SOURCE TEXT:
In fact, Canadian Arrow’s Geoff Sheerin is counting on the same kind of rapid off-world exodus Diamandis is forecasting. “We’re building the world’s first civilian astronaut training program,” says Sheerin. “We have the right stuff for sale.” Up in London, Ontario, where the program is located, he’s designed a training program complete with centrifuges so you can get the hang of skin-peeling-off-your-face G-force; trainers so you can learn how to straighten out of a three-axis spin without puking all over his spaceship; and a dunker tank because his V-2 design requires a splash landing in the Great Lakes. Doors open for business sometime next year.


You may be wondering where all these space cowboys are going to sleep. Not a problem. Bob Bigelow, owner of the Budget Suites of America hotel chain, has built an inflatable space hotel. The idea originally came from NASA, which quickly abandoned it, deciding instead to spend taxpayer money on the ill-conceived sardine can known as the International Space Station — a decision many feel was designed to spread the wealth throughout the entire defense community. Bigelow simply picked up where NASA left off, and his finished product came off the line at a cost of about $200 million — not bad when you consider that by 2010 NASA estimates the cost of the space station at $50 billion.

MATERIAL PROVIDED:
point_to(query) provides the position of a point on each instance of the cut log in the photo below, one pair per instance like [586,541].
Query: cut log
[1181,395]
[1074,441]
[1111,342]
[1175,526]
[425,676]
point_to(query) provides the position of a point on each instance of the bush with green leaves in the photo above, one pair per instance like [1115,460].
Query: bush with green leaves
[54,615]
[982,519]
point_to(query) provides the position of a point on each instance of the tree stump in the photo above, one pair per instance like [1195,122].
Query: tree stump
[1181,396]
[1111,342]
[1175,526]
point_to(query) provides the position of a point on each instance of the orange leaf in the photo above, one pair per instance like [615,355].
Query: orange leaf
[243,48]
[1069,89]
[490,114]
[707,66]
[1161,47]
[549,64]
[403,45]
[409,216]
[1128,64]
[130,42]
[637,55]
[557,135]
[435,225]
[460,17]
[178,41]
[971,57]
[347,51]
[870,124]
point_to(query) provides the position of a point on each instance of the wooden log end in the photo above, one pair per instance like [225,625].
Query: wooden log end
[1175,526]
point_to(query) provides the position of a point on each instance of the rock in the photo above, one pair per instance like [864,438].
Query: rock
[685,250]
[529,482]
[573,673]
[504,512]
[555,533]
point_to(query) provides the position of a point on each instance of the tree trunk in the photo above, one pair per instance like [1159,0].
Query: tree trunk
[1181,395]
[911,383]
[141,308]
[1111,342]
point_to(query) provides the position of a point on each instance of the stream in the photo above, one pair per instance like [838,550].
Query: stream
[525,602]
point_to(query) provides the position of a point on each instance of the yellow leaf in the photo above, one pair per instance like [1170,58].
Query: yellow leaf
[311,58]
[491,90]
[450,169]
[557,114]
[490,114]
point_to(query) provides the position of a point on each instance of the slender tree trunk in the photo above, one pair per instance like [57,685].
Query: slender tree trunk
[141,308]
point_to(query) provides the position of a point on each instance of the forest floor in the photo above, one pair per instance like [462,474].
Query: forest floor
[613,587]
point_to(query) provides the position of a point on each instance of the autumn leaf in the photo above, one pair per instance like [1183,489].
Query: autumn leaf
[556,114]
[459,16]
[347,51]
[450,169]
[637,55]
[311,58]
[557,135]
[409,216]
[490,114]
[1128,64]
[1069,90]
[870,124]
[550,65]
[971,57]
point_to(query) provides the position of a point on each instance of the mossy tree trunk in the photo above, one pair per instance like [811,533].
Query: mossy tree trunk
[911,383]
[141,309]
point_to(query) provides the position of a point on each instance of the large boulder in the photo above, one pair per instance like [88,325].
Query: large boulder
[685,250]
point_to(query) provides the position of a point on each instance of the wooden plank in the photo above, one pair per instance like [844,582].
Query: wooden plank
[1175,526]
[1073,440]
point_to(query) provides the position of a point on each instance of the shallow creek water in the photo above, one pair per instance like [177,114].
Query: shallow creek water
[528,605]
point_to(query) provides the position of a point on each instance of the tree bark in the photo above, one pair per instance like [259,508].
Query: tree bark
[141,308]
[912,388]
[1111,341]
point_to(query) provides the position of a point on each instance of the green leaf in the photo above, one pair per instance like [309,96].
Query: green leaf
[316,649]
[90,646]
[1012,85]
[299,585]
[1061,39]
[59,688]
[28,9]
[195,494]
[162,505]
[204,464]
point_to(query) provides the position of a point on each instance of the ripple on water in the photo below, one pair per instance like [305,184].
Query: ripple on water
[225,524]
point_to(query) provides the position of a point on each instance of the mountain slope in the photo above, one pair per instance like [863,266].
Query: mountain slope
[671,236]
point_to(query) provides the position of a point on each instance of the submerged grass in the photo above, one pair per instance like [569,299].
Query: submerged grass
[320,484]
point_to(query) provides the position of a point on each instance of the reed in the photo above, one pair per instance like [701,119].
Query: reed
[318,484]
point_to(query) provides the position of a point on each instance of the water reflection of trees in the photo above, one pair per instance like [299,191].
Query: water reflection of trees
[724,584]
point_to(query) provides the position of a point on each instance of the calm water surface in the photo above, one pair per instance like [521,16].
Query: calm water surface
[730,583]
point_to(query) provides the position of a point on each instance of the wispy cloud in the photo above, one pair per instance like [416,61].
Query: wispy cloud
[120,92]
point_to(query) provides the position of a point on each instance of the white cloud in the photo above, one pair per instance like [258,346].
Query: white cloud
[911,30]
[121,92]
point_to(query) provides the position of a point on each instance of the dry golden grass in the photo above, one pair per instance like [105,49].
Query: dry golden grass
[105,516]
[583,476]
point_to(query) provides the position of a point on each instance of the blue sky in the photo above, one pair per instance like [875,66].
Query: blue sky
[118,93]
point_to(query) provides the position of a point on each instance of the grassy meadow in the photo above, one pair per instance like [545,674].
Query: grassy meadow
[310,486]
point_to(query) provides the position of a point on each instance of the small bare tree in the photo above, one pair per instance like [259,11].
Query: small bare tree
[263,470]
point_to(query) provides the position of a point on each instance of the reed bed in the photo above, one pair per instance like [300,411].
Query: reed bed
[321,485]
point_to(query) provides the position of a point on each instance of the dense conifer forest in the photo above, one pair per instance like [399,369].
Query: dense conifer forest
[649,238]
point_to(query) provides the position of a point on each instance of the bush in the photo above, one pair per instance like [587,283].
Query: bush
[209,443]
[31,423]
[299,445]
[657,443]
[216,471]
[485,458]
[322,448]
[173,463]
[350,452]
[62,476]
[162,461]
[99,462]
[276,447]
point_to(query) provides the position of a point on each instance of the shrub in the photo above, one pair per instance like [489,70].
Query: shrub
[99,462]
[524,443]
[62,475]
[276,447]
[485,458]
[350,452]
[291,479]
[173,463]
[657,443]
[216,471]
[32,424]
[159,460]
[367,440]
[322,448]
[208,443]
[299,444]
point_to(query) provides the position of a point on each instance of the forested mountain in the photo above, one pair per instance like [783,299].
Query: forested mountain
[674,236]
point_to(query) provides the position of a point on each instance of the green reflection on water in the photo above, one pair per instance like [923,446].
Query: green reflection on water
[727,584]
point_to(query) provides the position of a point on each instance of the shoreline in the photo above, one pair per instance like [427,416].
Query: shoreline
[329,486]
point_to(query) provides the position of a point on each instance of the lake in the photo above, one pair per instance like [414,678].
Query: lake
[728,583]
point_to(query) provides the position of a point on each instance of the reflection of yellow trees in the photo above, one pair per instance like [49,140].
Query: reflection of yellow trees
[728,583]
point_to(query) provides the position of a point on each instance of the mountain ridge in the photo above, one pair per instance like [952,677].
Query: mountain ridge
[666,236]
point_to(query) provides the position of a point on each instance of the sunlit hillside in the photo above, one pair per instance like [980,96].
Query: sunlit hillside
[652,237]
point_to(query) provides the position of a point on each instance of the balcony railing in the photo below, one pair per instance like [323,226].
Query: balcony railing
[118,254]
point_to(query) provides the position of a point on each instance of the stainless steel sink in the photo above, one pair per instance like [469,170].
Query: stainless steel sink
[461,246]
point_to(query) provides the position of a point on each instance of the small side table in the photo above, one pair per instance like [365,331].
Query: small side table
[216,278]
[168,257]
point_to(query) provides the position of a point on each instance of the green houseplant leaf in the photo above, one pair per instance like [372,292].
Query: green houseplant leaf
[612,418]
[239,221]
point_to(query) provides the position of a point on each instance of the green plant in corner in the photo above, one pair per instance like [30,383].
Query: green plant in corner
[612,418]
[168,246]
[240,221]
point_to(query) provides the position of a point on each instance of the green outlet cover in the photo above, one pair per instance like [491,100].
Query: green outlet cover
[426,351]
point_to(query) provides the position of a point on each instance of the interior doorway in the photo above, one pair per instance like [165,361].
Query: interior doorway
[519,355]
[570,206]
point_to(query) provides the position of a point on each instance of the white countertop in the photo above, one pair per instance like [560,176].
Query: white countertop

WORK TO DO:
1 - Retype the private spaceflight passage in full, word for word.
2 - Pull out each line of the rows that includes the string "mossy".
The text and the rows have nothing to do with each other.

RESPONSES BY TASK:
1 -
In fact, Canadian Arrow’s Geoff Sheerin is counting on the same kind of rapid off-world exodus Diamandis is forecasting. “We’re building the world’s first civilian astronaut training program,” says Sheerin. “We have the right stuff for sale.” Up in London, Ontario, where the program is located, he’s designed a training program complete with centrifuges so you can get the hang of skin-peeling-off-your-face G-force; trainers so you can learn how to straighten out of a three-axis spin without puking all over his spaceship; and a dunker tank because his V-2 design requires a splash landing in the Great Lakes. Doors open for business sometime next year.


You may be wondering where all these space cowboys are going to sleep. Not a problem. Bob Bigelow, owner of the Budget Suites of America hotel chain, has built an inflatable space hotel. The idea originally came from NASA, which quickly abandoned it, deciding instead to spend taxpayer money on the ill-conceived sardine can known as the International Space Station — a decision many feel was designed to spread the wealth throughout the entire defense community. Bigelow simply picked up where NASA left off, and his finished product came off the line at a cost of about $200 million — not bad when you consider that by 2010 NASA estimates the cost of the space station at $50 billion.

2 -
point_to(query) provides the position of a point on each instance of the mossy tree trunk in the photo above, one pair per instance like [811,533].
Query: mossy tree trunk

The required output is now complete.